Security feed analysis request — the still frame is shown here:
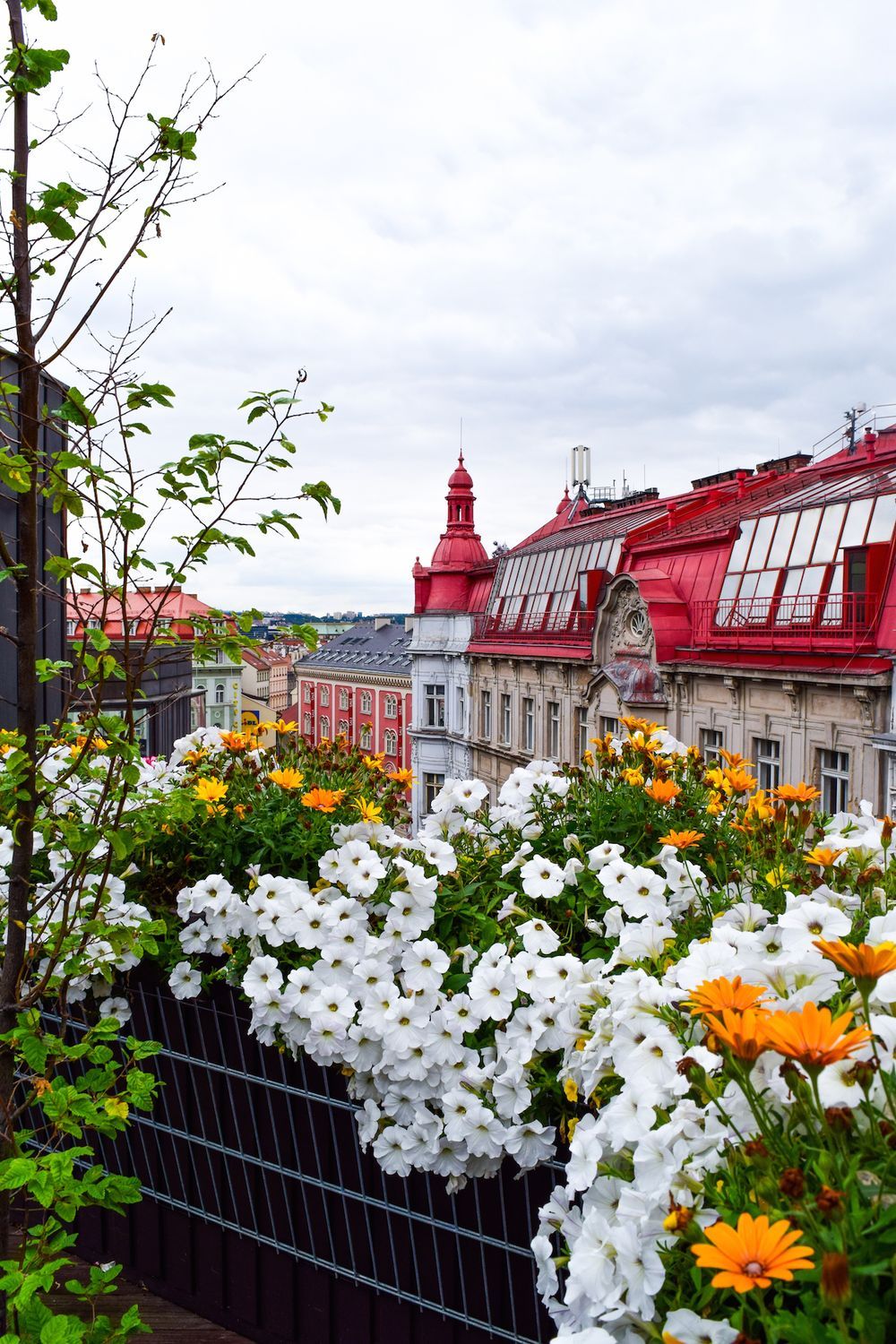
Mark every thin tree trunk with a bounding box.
[0,0,40,1332]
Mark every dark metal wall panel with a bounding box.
[0,355,65,728]
[73,976,556,1344]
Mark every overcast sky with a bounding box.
[39,0,896,612]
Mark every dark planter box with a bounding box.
[79,975,556,1344]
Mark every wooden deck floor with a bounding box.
[12,1231,250,1344]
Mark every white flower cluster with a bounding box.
[0,827,151,1026]
[170,745,896,1344]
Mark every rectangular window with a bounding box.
[479,691,492,738]
[575,704,589,761]
[501,695,513,745]
[423,771,444,814]
[818,752,849,812]
[548,701,560,761]
[753,738,780,789]
[423,682,444,728]
[522,695,535,752]
[700,728,726,765]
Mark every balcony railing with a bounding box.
[473,612,597,644]
[694,593,879,650]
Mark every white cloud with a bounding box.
[26,0,896,610]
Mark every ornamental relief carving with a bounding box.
[597,581,654,664]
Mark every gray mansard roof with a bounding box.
[298,623,411,677]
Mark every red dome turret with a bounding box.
[414,453,489,612]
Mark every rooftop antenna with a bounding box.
[844,402,868,453]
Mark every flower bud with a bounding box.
[778,1167,806,1199]
[821,1252,852,1303]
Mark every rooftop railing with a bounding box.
[694,593,879,652]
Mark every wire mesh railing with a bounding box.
[63,980,557,1344]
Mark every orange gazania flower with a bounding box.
[267,769,305,789]
[619,714,659,737]
[745,789,774,822]
[705,1008,771,1064]
[302,789,345,812]
[659,831,704,849]
[691,1214,815,1293]
[355,798,383,822]
[815,938,896,991]
[766,1003,872,1072]
[685,976,766,1018]
[771,780,821,803]
[806,846,847,868]
[721,769,756,793]
[643,780,681,803]
[220,733,246,752]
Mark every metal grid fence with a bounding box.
[73,980,556,1344]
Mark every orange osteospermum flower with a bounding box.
[771,780,821,803]
[691,1214,815,1293]
[643,780,681,803]
[806,846,847,868]
[705,1008,771,1064]
[814,938,896,989]
[659,831,705,849]
[302,789,345,812]
[267,769,305,789]
[685,976,766,1018]
[766,1003,872,1070]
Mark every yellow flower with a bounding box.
[806,846,847,868]
[267,771,305,789]
[302,789,345,812]
[355,798,383,822]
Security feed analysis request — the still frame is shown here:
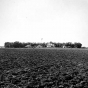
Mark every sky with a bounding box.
[0,0,88,47]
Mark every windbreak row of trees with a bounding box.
[4,41,82,48]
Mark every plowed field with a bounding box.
[0,49,88,88]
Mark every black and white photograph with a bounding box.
[0,0,88,88]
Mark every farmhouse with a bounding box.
[25,45,32,48]
[47,42,55,48]
[36,45,42,48]
[62,45,66,48]
[0,46,5,48]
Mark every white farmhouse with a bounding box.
[47,42,55,48]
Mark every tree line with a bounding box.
[4,41,82,48]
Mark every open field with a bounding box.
[0,48,88,88]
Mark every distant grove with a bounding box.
[4,41,82,48]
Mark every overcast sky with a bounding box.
[0,0,88,46]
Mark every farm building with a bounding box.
[62,45,66,48]
[0,46,5,48]
[47,42,55,47]
[25,45,32,48]
[36,45,42,48]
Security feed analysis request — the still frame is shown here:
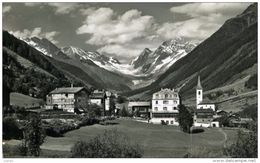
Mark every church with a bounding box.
[193,76,219,127]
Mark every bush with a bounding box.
[80,117,100,126]
[226,123,257,158]
[71,130,143,158]
[178,105,193,133]
[43,119,80,137]
[119,106,130,117]
[3,117,23,140]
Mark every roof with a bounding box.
[152,88,179,100]
[195,109,214,113]
[50,87,84,94]
[197,76,202,89]
[89,92,105,99]
[198,99,215,105]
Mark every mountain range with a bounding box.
[125,3,258,111]
[3,4,257,112]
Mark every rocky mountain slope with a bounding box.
[131,38,196,75]
[125,3,257,111]
[3,31,131,91]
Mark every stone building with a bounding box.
[150,88,180,125]
[46,86,89,112]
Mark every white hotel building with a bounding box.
[150,88,180,125]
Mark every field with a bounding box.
[41,119,236,158]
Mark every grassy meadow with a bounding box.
[41,119,237,158]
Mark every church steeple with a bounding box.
[196,75,203,109]
[197,76,202,89]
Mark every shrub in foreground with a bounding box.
[71,130,143,158]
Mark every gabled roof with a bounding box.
[49,87,84,94]
[89,92,105,99]
[196,109,214,113]
[198,99,215,105]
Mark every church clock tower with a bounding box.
[196,76,203,108]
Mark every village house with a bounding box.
[89,90,112,115]
[46,85,89,112]
[196,76,216,111]
[193,76,219,127]
[150,88,180,125]
[128,101,151,118]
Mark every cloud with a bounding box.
[76,3,249,61]
[157,3,249,41]
[76,8,155,58]
[170,2,250,17]
[24,2,41,7]
[3,6,12,14]
[48,2,79,14]
[10,27,59,44]
[24,2,80,15]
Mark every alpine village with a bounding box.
[2,3,258,158]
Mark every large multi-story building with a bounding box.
[46,86,89,112]
[193,76,219,127]
[90,90,112,115]
[150,88,180,125]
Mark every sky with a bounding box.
[2,2,250,63]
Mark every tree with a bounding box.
[226,122,257,158]
[24,114,46,157]
[71,130,143,158]
[3,116,23,140]
[85,104,103,118]
[119,106,129,117]
[178,105,193,133]
[117,96,127,104]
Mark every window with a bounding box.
[163,100,169,104]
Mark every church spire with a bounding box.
[197,76,202,89]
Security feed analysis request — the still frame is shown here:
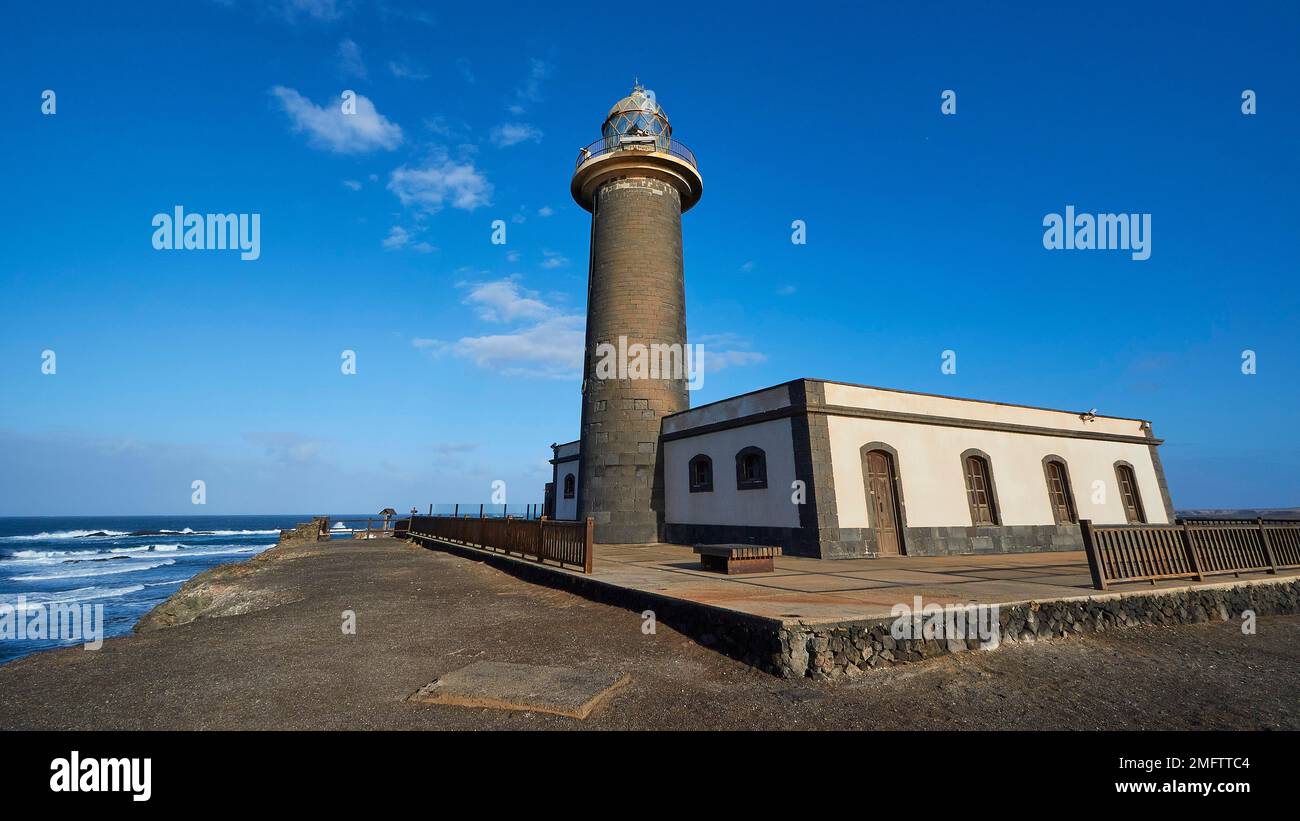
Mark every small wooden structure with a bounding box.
[696,544,781,575]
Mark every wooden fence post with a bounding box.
[582,516,595,573]
[1079,518,1106,590]
[1183,521,1205,582]
[1255,517,1278,575]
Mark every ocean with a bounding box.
[0,514,311,664]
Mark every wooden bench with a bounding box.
[696,544,781,575]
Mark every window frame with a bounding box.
[961,448,1002,527]
[1043,453,1079,525]
[686,453,714,494]
[1115,460,1148,525]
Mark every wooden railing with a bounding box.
[408,516,594,573]
[1079,520,1300,590]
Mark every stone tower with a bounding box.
[571,84,703,544]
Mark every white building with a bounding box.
[546,86,1174,559]
[553,379,1174,559]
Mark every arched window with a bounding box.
[962,449,998,527]
[736,447,767,490]
[690,453,714,494]
[1115,461,1147,525]
[1043,456,1079,525]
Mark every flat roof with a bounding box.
[663,377,1149,422]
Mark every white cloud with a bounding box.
[411,278,586,379]
[464,278,554,322]
[542,248,568,269]
[690,334,767,374]
[451,314,586,378]
[270,86,402,153]
[382,225,411,251]
[278,0,343,22]
[244,431,324,465]
[338,38,369,79]
[389,158,493,213]
[389,57,429,79]
[491,122,542,148]
[380,225,437,253]
[511,57,551,106]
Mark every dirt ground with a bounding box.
[0,540,1300,730]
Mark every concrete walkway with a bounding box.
[543,544,1300,625]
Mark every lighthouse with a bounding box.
[571,83,703,543]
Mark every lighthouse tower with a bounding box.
[571,83,703,544]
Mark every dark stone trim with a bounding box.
[736,444,767,490]
[907,524,1083,556]
[789,381,840,553]
[1147,422,1178,525]
[660,398,1161,444]
[959,448,1002,527]
[663,522,823,559]
[664,377,1151,425]
[858,442,911,556]
[664,522,1083,559]
[1043,453,1083,524]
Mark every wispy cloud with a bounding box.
[508,57,553,114]
[338,38,369,79]
[270,86,402,153]
[380,225,434,253]
[464,277,554,322]
[690,334,767,373]
[244,430,324,465]
[542,248,568,269]
[389,155,493,214]
[491,122,542,148]
[269,0,343,22]
[411,278,585,379]
[389,57,429,79]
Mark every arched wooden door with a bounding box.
[865,451,902,556]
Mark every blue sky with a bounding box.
[0,0,1300,514]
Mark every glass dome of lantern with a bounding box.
[601,83,672,151]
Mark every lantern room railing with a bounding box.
[573,134,699,170]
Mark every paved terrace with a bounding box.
[462,544,1300,625]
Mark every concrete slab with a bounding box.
[408,661,631,720]
[405,543,1300,624]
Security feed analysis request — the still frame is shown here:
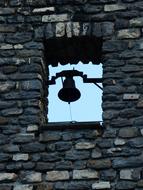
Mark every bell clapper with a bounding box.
[68,102,73,122]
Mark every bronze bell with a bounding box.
[58,77,81,103]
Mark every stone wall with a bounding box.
[0,0,143,190]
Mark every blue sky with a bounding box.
[48,62,102,122]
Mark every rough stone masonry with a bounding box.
[0,0,143,190]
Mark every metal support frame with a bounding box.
[48,70,103,90]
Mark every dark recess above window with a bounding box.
[45,37,102,66]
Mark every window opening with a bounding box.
[48,62,102,122]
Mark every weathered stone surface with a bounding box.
[0,82,15,93]
[0,0,143,190]
[73,170,99,179]
[13,153,29,161]
[120,169,133,180]
[91,149,102,158]
[104,4,126,12]
[100,169,117,181]
[13,133,34,144]
[0,185,12,190]
[56,22,65,37]
[39,131,61,142]
[116,181,136,190]
[54,160,72,170]
[21,172,42,183]
[42,14,69,22]
[36,162,55,171]
[123,94,140,100]
[46,171,69,181]
[112,156,143,168]
[55,142,72,151]
[117,29,141,39]
[14,185,33,190]
[119,127,139,138]
[87,159,111,169]
[128,137,143,148]
[27,125,38,132]
[32,7,55,13]
[2,108,23,116]
[21,142,45,153]
[130,17,143,27]
[0,144,20,153]
[75,142,95,150]
[0,173,17,182]
[92,181,111,189]
[114,138,126,146]
[41,152,61,162]
[65,150,90,160]
[0,116,8,125]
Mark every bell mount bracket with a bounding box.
[48,69,103,90]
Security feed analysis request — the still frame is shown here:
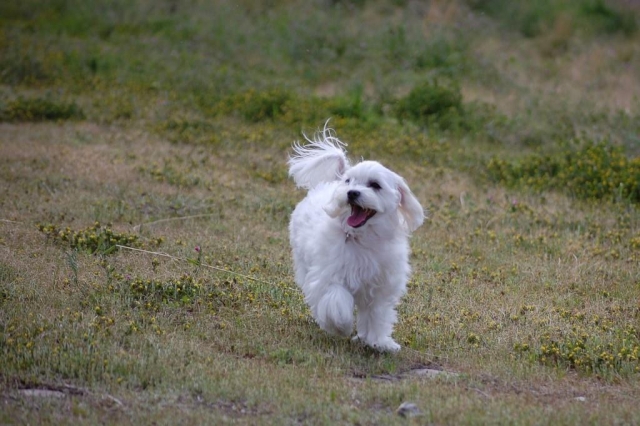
···
▶ Requirements
Take the records from the start through the line that contains "[79,975,556,1344]", change "planter box" to "flower box", and write those lines out again with nothing else altered. Leave the pictures out.

▶ The solution
Security feed analysis request — the still frame is shown here:
Mark every thin tree trunk with a bounding box.
[0,0,40,1332]
Mark every dark metal wall panel with a bounding box.
[0,355,65,728]
[73,976,556,1344]
Mark every overcast sky with a bounding box.
[39,0,896,612]
Mark every dark flower box with a bounding box.
[79,975,556,1344]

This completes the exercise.